**STORED DATA:**
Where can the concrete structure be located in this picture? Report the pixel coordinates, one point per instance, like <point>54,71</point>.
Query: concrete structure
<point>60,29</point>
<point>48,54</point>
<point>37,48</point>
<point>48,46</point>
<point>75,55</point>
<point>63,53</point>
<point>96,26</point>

**OBJECTIVE:**
Rewrite the records, replacing each "concrete structure" with "stone building" and keeping everything else the same.

**SOLUTION TO THIS EXERCISE:**
Where can the stone building be located in this picture? Report the pixel coordinates, one point per instance, like <point>54,71</point>.
Query: stone building
<point>60,29</point>
<point>48,54</point>
<point>37,48</point>
<point>48,46</point>
<point>75,55</point>
<point>63,53</point>
<point>96,26</point>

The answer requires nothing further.